──────── ITEMS
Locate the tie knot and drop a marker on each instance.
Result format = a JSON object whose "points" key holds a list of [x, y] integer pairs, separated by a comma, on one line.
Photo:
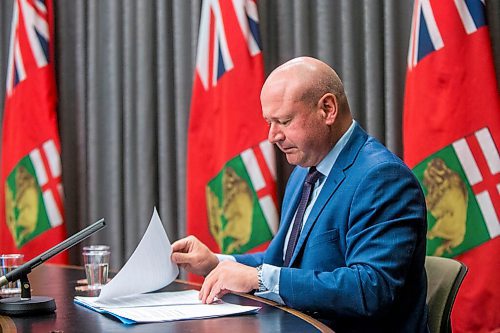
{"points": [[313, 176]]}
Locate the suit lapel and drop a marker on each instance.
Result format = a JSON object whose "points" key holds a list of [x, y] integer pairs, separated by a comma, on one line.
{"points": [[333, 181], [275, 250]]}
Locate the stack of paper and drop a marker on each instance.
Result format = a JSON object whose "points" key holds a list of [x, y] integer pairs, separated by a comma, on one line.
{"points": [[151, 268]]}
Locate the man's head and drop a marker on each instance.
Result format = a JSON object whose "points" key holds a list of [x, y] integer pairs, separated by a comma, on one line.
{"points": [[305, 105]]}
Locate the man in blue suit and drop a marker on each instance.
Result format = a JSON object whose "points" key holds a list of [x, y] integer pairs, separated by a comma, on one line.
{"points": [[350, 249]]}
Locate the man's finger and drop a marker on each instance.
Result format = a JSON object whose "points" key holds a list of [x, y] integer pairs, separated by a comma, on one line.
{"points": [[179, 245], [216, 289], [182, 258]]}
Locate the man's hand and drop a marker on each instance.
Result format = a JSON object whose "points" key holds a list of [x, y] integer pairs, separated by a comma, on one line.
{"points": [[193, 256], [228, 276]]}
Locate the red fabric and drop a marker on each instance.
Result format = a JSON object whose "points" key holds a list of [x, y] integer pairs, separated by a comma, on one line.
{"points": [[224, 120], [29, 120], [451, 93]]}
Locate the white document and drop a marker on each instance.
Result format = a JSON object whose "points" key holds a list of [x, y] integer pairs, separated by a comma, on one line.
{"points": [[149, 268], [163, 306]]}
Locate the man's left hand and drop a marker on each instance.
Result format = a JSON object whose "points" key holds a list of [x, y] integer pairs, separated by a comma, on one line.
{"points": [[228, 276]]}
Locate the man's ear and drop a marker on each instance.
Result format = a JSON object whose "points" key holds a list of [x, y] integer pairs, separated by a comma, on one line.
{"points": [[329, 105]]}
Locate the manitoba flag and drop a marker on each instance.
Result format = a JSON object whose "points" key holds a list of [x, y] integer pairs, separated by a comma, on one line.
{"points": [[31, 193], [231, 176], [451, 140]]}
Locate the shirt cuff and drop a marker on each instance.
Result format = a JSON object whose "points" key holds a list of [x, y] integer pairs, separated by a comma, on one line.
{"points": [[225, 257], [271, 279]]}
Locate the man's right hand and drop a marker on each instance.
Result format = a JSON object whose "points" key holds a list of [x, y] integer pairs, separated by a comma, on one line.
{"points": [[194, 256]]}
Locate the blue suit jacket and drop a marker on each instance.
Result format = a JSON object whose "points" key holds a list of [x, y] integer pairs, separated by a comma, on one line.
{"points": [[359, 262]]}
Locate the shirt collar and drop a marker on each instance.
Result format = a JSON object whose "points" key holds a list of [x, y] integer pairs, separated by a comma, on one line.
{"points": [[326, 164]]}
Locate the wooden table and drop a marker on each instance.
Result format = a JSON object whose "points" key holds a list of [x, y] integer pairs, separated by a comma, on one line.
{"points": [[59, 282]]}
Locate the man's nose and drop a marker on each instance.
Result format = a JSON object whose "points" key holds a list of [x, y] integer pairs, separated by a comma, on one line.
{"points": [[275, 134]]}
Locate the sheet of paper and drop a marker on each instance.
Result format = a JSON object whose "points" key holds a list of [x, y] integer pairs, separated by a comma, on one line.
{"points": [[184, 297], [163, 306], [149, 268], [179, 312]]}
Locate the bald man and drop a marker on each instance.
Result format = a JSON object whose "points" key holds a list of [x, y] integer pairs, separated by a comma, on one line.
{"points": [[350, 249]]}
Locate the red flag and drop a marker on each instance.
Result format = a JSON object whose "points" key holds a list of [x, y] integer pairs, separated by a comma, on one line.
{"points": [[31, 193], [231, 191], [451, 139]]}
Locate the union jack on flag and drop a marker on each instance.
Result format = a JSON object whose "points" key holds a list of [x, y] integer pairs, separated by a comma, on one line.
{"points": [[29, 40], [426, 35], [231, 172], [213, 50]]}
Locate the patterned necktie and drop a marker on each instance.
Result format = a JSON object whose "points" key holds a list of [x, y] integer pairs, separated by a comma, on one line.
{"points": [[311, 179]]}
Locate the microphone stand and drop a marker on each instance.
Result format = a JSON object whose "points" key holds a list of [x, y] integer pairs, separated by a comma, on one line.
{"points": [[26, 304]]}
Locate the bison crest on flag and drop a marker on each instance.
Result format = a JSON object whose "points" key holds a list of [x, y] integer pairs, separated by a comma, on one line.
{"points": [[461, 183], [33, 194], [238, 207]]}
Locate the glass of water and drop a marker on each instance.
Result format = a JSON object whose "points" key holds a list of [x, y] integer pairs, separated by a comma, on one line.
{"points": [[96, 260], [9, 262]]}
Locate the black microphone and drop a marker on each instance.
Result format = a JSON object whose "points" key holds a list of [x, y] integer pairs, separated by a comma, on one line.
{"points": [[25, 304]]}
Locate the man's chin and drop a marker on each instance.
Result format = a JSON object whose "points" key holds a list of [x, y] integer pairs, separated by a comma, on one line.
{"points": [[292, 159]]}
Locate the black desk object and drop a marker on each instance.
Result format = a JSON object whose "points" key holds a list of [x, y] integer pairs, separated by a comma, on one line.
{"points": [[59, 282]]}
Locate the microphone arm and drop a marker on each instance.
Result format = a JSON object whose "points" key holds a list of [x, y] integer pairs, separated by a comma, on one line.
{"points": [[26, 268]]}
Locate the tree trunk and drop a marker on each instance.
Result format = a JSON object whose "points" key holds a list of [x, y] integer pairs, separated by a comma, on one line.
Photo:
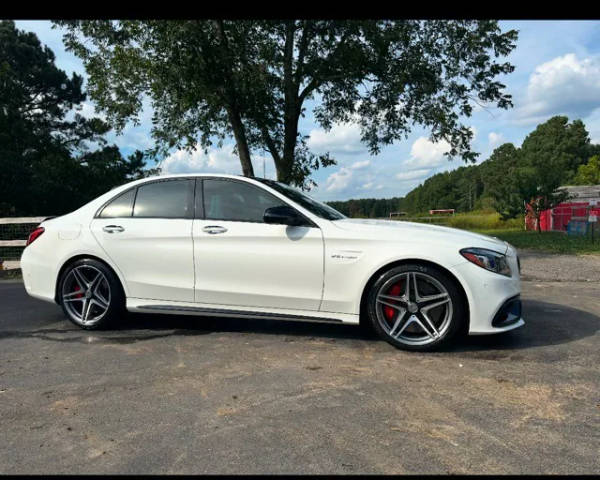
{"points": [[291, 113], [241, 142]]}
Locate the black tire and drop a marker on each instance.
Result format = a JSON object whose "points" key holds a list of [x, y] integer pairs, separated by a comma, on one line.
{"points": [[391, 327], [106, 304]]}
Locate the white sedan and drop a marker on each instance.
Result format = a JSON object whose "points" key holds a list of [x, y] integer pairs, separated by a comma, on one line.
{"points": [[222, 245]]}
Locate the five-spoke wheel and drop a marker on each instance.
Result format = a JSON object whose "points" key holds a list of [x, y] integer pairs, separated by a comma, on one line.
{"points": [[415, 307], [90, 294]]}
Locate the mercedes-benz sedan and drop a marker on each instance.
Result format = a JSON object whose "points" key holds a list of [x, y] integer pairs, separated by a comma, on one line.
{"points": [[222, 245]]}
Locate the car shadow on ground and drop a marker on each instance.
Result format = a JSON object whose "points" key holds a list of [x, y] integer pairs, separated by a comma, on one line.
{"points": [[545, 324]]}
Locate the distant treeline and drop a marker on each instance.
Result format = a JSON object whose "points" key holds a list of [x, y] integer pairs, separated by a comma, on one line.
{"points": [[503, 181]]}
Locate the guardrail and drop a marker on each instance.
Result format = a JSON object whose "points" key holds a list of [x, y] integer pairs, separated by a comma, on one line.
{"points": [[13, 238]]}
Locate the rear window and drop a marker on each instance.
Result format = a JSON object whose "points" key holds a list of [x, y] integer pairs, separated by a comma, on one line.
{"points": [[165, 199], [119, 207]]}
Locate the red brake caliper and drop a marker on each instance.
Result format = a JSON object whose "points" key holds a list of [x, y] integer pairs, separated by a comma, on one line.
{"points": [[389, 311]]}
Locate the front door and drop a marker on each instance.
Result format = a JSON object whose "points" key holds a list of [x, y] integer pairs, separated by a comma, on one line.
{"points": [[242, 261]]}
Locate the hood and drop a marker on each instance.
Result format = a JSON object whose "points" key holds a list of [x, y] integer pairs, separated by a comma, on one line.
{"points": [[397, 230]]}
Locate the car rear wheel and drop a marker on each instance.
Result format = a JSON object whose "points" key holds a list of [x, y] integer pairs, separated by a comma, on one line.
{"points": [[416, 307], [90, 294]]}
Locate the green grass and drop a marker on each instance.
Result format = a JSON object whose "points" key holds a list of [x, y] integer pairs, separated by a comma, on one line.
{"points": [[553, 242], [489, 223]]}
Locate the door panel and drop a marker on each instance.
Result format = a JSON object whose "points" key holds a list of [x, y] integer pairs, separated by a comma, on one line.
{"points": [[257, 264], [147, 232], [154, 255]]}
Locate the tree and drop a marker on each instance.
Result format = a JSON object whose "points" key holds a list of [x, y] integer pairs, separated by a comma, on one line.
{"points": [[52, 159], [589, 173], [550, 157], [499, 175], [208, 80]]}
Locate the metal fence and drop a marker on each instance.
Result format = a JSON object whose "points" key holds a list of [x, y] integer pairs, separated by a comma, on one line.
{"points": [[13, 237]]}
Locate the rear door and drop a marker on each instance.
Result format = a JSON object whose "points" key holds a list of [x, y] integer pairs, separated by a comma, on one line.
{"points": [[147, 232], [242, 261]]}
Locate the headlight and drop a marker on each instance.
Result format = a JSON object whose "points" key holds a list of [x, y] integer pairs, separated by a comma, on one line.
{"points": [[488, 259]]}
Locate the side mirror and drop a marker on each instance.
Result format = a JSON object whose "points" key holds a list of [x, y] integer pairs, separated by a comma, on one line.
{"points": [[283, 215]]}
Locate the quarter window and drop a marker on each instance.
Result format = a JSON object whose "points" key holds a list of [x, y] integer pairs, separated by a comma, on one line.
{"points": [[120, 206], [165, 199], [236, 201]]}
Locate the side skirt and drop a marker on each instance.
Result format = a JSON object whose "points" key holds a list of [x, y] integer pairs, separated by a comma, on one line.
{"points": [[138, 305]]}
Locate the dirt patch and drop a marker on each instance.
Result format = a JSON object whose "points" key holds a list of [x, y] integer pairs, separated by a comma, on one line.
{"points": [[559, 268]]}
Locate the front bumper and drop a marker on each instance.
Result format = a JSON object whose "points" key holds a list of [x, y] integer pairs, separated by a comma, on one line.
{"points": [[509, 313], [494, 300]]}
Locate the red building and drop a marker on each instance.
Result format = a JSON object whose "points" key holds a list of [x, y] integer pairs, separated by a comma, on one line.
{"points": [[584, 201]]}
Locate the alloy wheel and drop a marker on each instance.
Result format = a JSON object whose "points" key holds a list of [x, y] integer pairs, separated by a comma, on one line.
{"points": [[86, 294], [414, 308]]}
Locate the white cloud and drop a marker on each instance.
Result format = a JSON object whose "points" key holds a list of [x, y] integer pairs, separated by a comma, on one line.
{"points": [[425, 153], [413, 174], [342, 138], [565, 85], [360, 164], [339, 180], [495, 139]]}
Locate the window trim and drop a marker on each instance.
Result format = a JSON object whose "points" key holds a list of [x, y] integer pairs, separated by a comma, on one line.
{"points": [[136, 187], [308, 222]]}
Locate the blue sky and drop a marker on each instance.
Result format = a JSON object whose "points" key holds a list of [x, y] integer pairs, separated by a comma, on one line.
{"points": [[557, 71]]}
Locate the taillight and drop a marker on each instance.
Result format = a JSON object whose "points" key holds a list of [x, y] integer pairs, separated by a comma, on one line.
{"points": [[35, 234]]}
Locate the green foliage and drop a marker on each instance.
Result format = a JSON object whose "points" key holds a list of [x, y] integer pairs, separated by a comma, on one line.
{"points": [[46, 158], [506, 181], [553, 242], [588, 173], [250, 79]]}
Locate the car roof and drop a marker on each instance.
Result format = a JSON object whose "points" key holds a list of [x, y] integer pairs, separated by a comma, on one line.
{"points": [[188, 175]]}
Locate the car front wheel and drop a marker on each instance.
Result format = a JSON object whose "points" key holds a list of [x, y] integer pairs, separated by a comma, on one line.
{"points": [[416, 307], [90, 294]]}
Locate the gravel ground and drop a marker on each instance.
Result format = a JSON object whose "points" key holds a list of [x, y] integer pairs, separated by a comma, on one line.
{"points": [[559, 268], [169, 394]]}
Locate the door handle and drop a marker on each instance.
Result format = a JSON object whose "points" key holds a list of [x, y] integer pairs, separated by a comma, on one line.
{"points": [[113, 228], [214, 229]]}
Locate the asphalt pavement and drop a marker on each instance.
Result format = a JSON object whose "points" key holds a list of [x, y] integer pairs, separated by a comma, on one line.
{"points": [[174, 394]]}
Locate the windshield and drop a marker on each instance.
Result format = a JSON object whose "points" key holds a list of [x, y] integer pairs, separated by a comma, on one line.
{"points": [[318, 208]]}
────────────────
YOUR TASK
Write out, without alteration, the stretch of lines above from the line containing "Locate the taillight" through the final line, both ends included.

RESULT OF THE TASK
Locate the taillight and drop a marker on each instance.
Result format = a JSON object whose "points" key holds a list of [x, y] integer pairs, separated by a comma, on one line.
{"points": [[35, 234]]}
Locate the green foliage and drop a marker on each instance.
Result format = a JSON object whose "points" key holds a list of [x, y] integer pairs, separated by a comma, on one line.
{"points": [[46, 158], [506, 181], [553, 242], [588, 173], [250, 79]]}
Locate the car roof and drop a marker on each instance.
Result format = a JSON object whose "points" key holds a list of [x, y] integer pairs, separated by a comma, on one line.
{"points": [[188, 175]]}
Locate the car front wheel and drop a marker on each instance.
Result format = a JSON object whose "points" key holds a list of [x, y] integer pairs, separated by a comma, on one line.
{"points": [[416, 307], [90, 294]]}
Locate the gravel ground and drop a marker on each instance.
Result format = a JSON object whose "points" key holds a list of [x, y] integer pairs, separated by a comma, on one line.
{"points": [[559, 268], [169, 394]]}
Locate the door handle and drop a marker on each instance.
Result format = a JSON object whose "points" key holds a list of [x, y] integer pairs, separated by a comma, on one line.
{"points": [[113, 228], [214, 229]]}
Locate the asphalt pavement and drop a marker on each instance.
Result format = a JSON object whose "points" key holds a list of [x, y] integer pairs, separated by a comma, on one line.
{"points": [[174, 394]]}
Locate the windshield and drop a marker on each instance.
Result format = a JSON object whose "points" key holds a list of [x, y] integer pairs, separated by a comma, on one line.
{"points": [[318, 208]]}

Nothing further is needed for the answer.